Given exercise 1:
From the page on setting up a business, list every way of trading that it says a new business owner can choose between.
************
Setting up a Business
Are you thinking of setting up a business? It is an exciting challenge.
It is also a challenge you should take great care with. Get professional help with both legal and financial aspects at an early stage.
Prevention is always better than the cure.
How a good solicitor can help
A good solicitor can offer advice on all the legal issues you may face when setting up a new business.
They can help identify possible problems and help you take the necessary steps to avoid them. Risk will be reduced and you could save a lot of money in the long run.
Hitting a major issue in the future will probably cost much more to rectify than taking a preventative route to begin with.
What you need to know
Typically new business owners will seek advice on:
Company structure and registration
When you start a new business you must decide the company structure.
Consider whether it is the right structure for your business both today and in the future, when you may want to expand. It is possible to change the structure during the life of the business, but sometimes you can pre-empt such a change.
You should decide if you are going to trade under your own name as a sole trader, through a company or as a partnership.
If you are going into business with other people you will need to protect your share of any investment and ensure you get a fair return for your efforts. You may need a shareholders’ agreement or partnership agreement.
************
Given exercise 2:
Pull out every line of the records that contains the string "vein". Case counts.

Recorded information:
************
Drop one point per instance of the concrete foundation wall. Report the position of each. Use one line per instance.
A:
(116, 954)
************
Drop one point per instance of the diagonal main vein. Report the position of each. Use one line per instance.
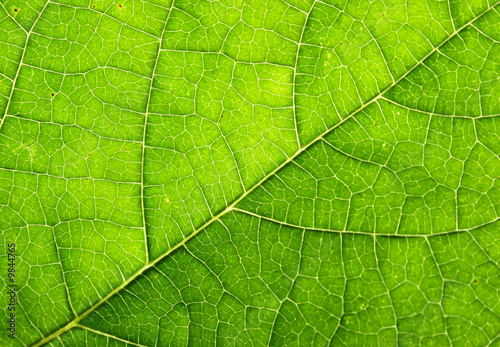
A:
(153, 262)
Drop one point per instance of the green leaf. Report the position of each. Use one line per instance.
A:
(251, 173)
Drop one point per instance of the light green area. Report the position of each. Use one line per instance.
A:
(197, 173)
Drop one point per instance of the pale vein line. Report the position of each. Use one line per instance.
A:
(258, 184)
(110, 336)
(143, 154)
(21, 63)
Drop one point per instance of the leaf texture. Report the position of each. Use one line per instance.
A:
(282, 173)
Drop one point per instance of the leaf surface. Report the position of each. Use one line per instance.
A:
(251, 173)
************
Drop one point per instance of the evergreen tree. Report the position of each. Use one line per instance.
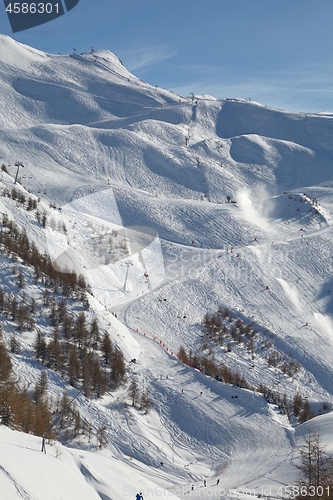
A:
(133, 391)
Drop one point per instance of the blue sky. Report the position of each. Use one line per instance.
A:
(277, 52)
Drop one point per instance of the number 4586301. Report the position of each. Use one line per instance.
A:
************
Full solution 1:
sole trader, company, partnership

Full solution 2:
Drop one point per instance of the diagonal main vein. Report the position of each. Use one line per instance.
Drop one point per instance of the pale vein line. Report the position of each. Use one line per instance.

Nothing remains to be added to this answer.